TEXT PASSAGE
===

By VI CONSORTIUM
Last updated on March 26, 2021 at 4:02 a.m.
The U.S. Environmental Protection Agency in a release issued Thursday said it has withdrawn its Clean Air Act “plantwide applicability limit” (PAL) permit for the Limetree Bay Terminals and Limetree Bay Refining facility on St. Croix, which was originally issued by EPA on December 2, 2020 under the Trump administration.
The EPA cited "concerns raised by and appeals filed by non-governmental organizations, members of the community and the company itself" for its action to withdraw the permit. In recent times there has been an effort to raise awareness of the permit, with Yahoo News and left-leaning major American news publication the Washington Post publishing stories on the major oil spill that ultimately amounted to over 300,000 barrels of petrochemicals being released underground. The Washington Post's article is titled, "The Islands Where it Rained Oil".
And on the heels of Limetree Bay's announcement that it had restart oil refining on February 1, four environmental groups filed a lawsuit that called for the review of the permit awarded to Limetree Bay by the EPA.
In a statement issued to the Consortium, Limetree Bay said, “While we are disappointed in the EPA’s decision and believe it is inconsistent with the agency’s previous commitments, it is important to note that the PAL does not affect our current operations. Rather, it would have streamlined the permitting process for potential future investment in the refinery to allow Limetree to more quickly respond to market and customer demands, while also imposing tighter emissions limits than our current operating permits.”
Governor Albert Bryan stated, "The withdrawal of this permit, known as the Plantwide Applicability Limit (PAL) permit, does not require Limetree to cease its operations. Rather, the withdrawal of this permit is part of a larger effort of the Biden Administration to review the environmental actions of the prior Trump administration and subjects this particular permit to another round of review.
“This additional review and scrutiny provides a greater opportunity to ensure that the health of our local community, particularly our community in St. Croix, is protected. My administration and Limetree welcomes this additional review and will work with the new administration to make sure that our people and environment are protected and that proper regulatory requirements are in place for Limetree’s use and planned use of the facility.
“The PAL permit is just one of many permits that govern Limetree’s operations. During this review process, Limetree will continue to operate, continue production, and will continue to operate in compliance with the other permits in place that require strict and rigorous air and emissions monitoring.”
The EPA said the Limetree Bay facility is located "in a community with environmental justice concerns," adding that, "ensuring that the needs of overburdened communities are taken into account is a priority for EPA. The withdrawal of the PAL permit does not require the facility to discontinue operations," the agency said.
In a carefully worded statement issued to the media Thursday afternoon, Delegate to Congress Stacey Plaskett echoed the EPA by stating that the withdrawal of the PAL permit does not affect "restart operations at the facility."
"The withdrawal of the PAL permit will not discontinue the restart of operations at the facility. My office will continue to work with the relevant stakeholders to fortify our economy and sustainable skilled jobs in the Virgin Islands while we balance such with protecting our natural resources and ensuring the health and safety of Virgin Islanders - our greatest resource," Ms. Plaskett said.

===

SUPPLIED INFORMATION
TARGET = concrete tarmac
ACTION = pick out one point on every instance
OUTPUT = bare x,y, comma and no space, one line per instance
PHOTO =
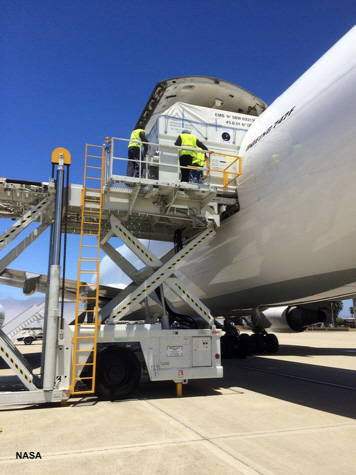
289,413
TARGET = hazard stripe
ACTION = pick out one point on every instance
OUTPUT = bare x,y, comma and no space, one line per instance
157,278
15,364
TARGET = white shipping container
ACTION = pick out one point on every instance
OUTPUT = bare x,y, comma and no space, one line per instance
221,131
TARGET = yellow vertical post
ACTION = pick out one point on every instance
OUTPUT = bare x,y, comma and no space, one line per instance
85,333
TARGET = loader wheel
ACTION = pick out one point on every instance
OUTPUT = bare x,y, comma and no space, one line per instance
257,343
118,373
244,346
272,343
228,344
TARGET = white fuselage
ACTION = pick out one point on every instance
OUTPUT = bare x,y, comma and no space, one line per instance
295,235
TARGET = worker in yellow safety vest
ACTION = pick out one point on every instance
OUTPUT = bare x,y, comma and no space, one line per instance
196,175
138,147
186,140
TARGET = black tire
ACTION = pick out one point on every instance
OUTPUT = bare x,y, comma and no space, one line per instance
257,343
244,346
272,343
227,345
118,373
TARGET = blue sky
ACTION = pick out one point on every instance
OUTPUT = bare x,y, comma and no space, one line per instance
76,71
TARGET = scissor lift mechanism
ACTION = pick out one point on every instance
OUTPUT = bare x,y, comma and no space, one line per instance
168,353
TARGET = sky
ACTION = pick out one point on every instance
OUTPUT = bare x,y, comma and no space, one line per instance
77,71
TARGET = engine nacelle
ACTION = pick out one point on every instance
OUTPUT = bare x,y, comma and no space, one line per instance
296,319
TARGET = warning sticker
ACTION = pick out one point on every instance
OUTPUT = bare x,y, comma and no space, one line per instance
174,351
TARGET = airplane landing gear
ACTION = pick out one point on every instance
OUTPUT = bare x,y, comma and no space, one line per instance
263,341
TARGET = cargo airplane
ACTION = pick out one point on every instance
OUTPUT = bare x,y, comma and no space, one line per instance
290,247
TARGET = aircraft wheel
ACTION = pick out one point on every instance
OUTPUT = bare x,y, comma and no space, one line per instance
118,373
244,347
272,344
257,343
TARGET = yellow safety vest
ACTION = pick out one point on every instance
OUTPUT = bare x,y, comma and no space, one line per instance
135,139
188,141
199,159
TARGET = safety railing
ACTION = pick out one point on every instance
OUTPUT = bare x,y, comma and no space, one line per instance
161,164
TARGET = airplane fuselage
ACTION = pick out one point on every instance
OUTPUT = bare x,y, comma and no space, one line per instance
294,237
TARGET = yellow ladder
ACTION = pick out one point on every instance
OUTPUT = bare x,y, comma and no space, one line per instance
85,333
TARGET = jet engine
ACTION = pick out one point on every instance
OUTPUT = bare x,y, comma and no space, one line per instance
296,319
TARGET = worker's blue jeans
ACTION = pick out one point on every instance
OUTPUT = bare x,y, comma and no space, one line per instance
133,165
196,176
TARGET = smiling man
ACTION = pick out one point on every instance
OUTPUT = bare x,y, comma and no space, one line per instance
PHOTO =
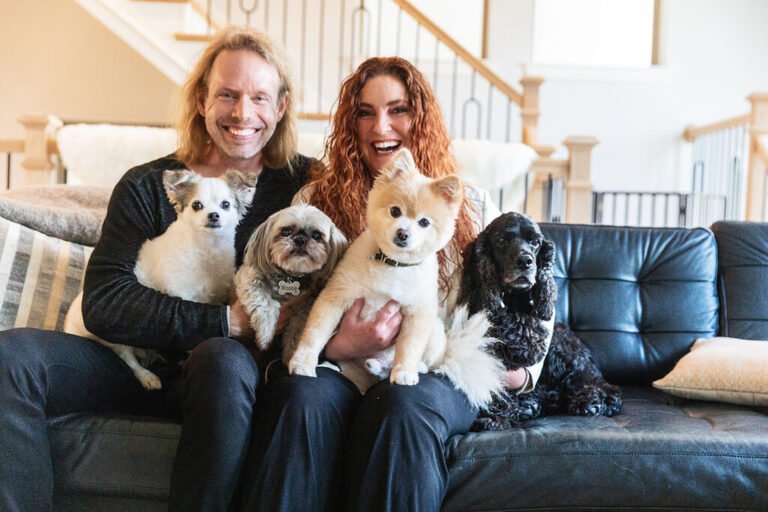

===

PROBLEMS TO WORK ON
1) Repeat the stretch of the article on the Limetree Bay permit from "Governor Albert Bryan" through "round of review.", swapping "Limetree" for "the company".
2) According to the article on the Limetree Bay permit, on what date did the EPA originally issue the PAL permit?
3) Decide whether each statement agrees with the article on the Limetree Bay permit, answering yes or no and quoting the words that decide it.
(a) The Washington Post article is titled "The Islands Where it Rained Oil."
(b) The EPA said the withdrawal of the PAL permit requires the facility to discontinue operations.
(c) The oil spill amounted to over 300,000 barrels of petrochemicals released underground.

SOLUTIONS TO THE TASKS
1)
Governor Albert Bryan stated, "The withdrawal of this permit, known as the Plantwide Applicability Limit (PAL) permit, does not require the company to cease its operations. Rather, the withdrawal of this permit is part of a larger effort of the Biden Administration to review the environmental actions of the prior Trump administration and subjects this particular permit to another round of review.

2) December 2, 2020

3)
(a) Yes: "The Washington Post's article is titled, "The Islands Where it Rained Oil"."
(b) No: "The withdrawal of the PAL permit does not require the facility to discontinue operations"
(c) Yes: "over 300,000 barrels of petrochemicals being released underground"